--- ASSIGNMENT ---
For every entry below, give it back exactly and leave out any image.

--- PROVIDED ENTRIES ---
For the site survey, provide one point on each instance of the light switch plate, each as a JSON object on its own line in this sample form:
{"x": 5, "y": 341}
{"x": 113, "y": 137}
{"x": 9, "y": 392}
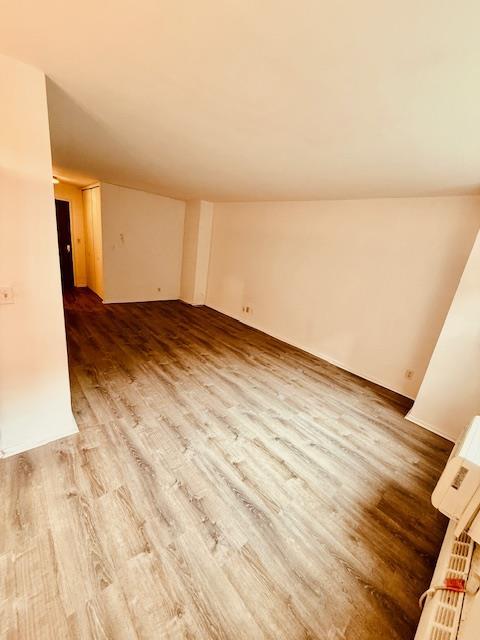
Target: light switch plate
{"x": 6, "y": 295}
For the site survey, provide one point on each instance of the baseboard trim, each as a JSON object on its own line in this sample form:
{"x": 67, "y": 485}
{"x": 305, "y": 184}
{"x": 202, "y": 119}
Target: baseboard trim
{"x": 320, "y": 355}
{"x": 71, "y": 430}
{"x": 421, "y": 423}
{"x": 123, "y": 301}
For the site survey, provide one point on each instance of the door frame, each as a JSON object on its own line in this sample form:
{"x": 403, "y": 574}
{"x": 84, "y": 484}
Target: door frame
{"x": 72, "y": 238}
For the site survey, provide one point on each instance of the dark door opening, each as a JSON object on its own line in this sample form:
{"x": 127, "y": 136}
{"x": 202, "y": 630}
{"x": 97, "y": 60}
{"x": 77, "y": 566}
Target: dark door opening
{"x": 64, "y": 234}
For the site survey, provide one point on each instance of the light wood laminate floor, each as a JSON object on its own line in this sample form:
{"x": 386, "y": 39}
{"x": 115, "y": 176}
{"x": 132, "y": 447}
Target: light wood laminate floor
{"x": 224, "y": 485}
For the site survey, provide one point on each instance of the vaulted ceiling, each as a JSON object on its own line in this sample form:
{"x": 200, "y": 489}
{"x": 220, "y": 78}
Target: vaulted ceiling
{"x": 259, "y": 99}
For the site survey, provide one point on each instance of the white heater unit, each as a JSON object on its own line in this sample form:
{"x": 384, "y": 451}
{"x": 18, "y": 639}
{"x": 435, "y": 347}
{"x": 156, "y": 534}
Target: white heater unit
{"x": 451, "y": 608}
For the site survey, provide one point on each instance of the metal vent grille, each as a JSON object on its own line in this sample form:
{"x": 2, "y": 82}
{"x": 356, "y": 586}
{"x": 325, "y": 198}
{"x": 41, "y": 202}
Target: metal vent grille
{"x": 446, "y": 606}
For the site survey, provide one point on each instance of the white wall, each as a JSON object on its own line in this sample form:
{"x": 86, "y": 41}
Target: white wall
{"x": 196, "y": 251}
{"x": 449, "y": 396}
{"x": 34, "y": 385}
{"x": 365, "y": 284}
{"x": 142, "y": 245}
{"x": 73, "y": 195}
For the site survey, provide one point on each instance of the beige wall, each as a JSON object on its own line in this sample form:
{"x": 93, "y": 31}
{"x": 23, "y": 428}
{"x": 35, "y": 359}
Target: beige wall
{"x": 142, "y": 245}
{"x": 65, "y": 191}
{"x": 93, "y": 239}
{"x": 196, "y": 251}
{"x": 34, "y": 385}
{"x": 365, "y": 284}
{"x": 449, "y": 396}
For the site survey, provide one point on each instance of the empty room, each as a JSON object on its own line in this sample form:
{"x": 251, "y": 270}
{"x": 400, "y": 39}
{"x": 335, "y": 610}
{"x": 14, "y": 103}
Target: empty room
{"x": 239, "y": 320}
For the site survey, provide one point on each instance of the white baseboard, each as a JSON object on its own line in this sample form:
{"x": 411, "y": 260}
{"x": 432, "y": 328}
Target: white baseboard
{"x": 128, "y": 301}
{"x": 69, "y": 429}
{"x": 317, "y": 354}
{"x": 429, "y": 427}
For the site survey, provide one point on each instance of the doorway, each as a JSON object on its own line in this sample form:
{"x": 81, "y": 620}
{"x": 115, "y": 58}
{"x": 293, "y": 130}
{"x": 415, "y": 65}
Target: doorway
{"x": 62, "y": 209}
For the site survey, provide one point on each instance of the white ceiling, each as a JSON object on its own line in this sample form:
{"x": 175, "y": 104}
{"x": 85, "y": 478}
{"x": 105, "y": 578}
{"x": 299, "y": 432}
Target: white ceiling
{"x": 259, "y": 99}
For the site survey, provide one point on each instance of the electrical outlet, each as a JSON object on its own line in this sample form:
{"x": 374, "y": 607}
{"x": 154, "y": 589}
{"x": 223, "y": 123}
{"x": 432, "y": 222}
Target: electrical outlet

--- WRITTEN RESPONSE ---
For the site survey, provide one point on each instance of the light switch plate, each as a JSON object on its own line in this sample form:
{"x": 5, "y": 341}
{"x": 113, "y": 137}
{"x": 9, "y": 392}
Target: light switch plate
{"x": 6, "y": 295}
For the site survey, provide one point on each instance of the baseboard trim, each as a JSON object on its own line in this sample form:
{"x": 67, "y": 485}
{"x": 305, "y": 184}
{"x": 202, "y": 119}
Target: baseboard trim
{"x": 320, "y": 355}
{"x": 71, "y": 430}
{"x": 421, "y": 423}
{"x": 123, "y": 301}
For the site survey, provide one point on each instance of the door frame, each as a JSON object on its own line in this sample form:
{"x": 403, "y": 574}
{"x": 84, "y": 484}
Target: door frame
{"x": 72, "y": 238}
For the site survey, provide one point on each instance of the dark door opening, each as a JSON object on its own line in this sample form:
{"x": 127, "y": 136}
{"x": 202, "y": 630}
{"x": 97, "y": 60}
{"x": 77, "y": 566}
Target: dark door opening
{"x": 64, "y": 234}
For the site survey, provide one point on each instance of the light wood laminate floor, each as a JSON object on its own line in this sample form:
{"x": 386, "y": 39}
{"x": 115, "y": 176}
{"x": 132, "y": 447}
Target: light wood laminate floor
{"x": 224, "y": 485}
For the site survey, provide one point on each instance of the vaulted ceiling, each as a JSON object on its own line in this sample form:
{"x": 200, "y": 489}
{"x": 220, "y": 78}
Target: vaulted ceiling
{"x": 259, "y": 99}
For the site survey, provide one point on each instance of the white heater unit, each as a JSON object on its own line in this sample form:
{"x": 384, "y": 451}
{"x": 18, "y": 639}
{"x": 435, "y": 347}
{"x": 156, "y": 534}
Target: white heater unit
{"x": 451, "y": 608}
For the site survey, provide one point on each instance of the metal vent grille, each as a JSON object on its own line in this sample form:
{"x": 2, "y": 82}
{"x": 356, "y": 586}
{"x": 325, "y": 198}
{"x": 41, "y": 202}
Target: metal vent grille
{"x": 446, "y": 606}
For the site survey, provide one point on each instance of the white wall, each as a JSON object on its own line in this sample form:
{"x": 86, "y": 41}
Target: white wall
{"x": 196, "y": 251}
{"x": 449, "y": 396}
{"x": 34, "y": 385}
{"x": 365, "y": 284}
{"x": 142, "y": 245}
{"x": 73, "y": 195}
For the site survey, provide one point on each instance of the beige wall, each as a JSON object on its own line in this sample form:
{"x": 93, "y": 31}
{"x": 23, "y": 428}
{"x": 35, "y": 359}
Target: beige wall
{"x": 142, "y": 245}
{"x": 65, "y": 191}
{"x": 93, "y": 239}
{"x": 196, "y": 251}
{"x": 34, "y": 385}
{"x": 365, "y": 284}
{"x": 449, "y": 396}
For the site survey, provide one point on each instance of the empty room, each as a JSON object on its own line in this sample form:
{"x": 251, "y": 270}
{"x": 400, "y": 39}
{"x": 335, "y": 610}
{"x": 14, "y": 103}
Target: empty room
{"x": 239, "y": 320}
For the site survey, provide one point on each instance of the white baseboard, each as a JSON object on its own line in this sample form:
{"x": 411, "y": 260}
{"x": 432, "y": 328}
Target: white baseboard
{"x": 128, "y": 301}
{"x": 69, "y": 429}
{"x": 317, "y": 354}
{"x": 429, "y": 427}
For the site survey, provide one point on each instance of the doorway, each as a JSON object on its own line in this sample form:
{"x": 81, "y": 620}
{"x": 115, "y": 58}
{"x": 293, "y": 130}
{"x": 415, "y": 65}
Target: doorway
{"x": 62, "y": 209}
For the site survey, provide one point on each instance of the white ceiling, each as a JSON object on its own line in this sample form:
{"x": 175, "y": 104}
{"x": 85, "y": 478}
{"x": 105, "y": 578}
{"x": 299, "y": 432}
Target: white ceiling
{"x": 259, "y": 99}
For the site survey, provide one point on each instance of the electrical outlet, each as a JSON object on its own line in this sample form:
{"x": 374, "y": 607}
{"x": 154, "y": 589}
{"x": 223, "y": 123}
{"x": 432, "y": 222}
Target: electrical outlet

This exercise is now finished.